- Problem description
In how many lines of the listing below does the word "shoulder" occur? Say only the number.

- Available data
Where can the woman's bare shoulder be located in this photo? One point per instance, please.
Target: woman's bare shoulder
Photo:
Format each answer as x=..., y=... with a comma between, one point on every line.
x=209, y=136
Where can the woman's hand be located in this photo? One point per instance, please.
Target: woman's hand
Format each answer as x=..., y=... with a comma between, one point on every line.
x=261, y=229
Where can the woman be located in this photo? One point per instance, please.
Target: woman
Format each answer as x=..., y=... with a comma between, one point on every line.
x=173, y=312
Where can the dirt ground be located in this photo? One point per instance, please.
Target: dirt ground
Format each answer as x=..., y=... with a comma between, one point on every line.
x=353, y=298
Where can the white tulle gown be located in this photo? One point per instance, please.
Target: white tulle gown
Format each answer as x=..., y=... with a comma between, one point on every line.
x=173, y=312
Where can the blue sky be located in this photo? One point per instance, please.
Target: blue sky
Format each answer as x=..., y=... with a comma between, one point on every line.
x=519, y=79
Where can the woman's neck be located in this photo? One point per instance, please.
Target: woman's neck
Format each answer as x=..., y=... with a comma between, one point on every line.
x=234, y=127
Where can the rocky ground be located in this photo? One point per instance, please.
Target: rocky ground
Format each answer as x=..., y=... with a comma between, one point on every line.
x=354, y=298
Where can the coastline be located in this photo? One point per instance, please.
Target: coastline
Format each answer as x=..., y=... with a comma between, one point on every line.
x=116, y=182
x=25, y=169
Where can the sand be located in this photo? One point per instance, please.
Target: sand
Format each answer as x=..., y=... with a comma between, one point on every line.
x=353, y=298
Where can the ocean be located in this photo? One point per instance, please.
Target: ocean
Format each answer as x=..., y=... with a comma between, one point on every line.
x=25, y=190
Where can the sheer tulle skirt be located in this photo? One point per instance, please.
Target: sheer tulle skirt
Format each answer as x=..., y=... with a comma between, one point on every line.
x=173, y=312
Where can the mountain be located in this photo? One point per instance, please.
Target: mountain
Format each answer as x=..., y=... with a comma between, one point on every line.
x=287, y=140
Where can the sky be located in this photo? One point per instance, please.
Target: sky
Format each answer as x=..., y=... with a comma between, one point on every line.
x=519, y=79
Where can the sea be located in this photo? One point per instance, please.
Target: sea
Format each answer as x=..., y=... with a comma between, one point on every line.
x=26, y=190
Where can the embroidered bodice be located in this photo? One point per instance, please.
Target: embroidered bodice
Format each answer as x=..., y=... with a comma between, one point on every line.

- Exercise solution
2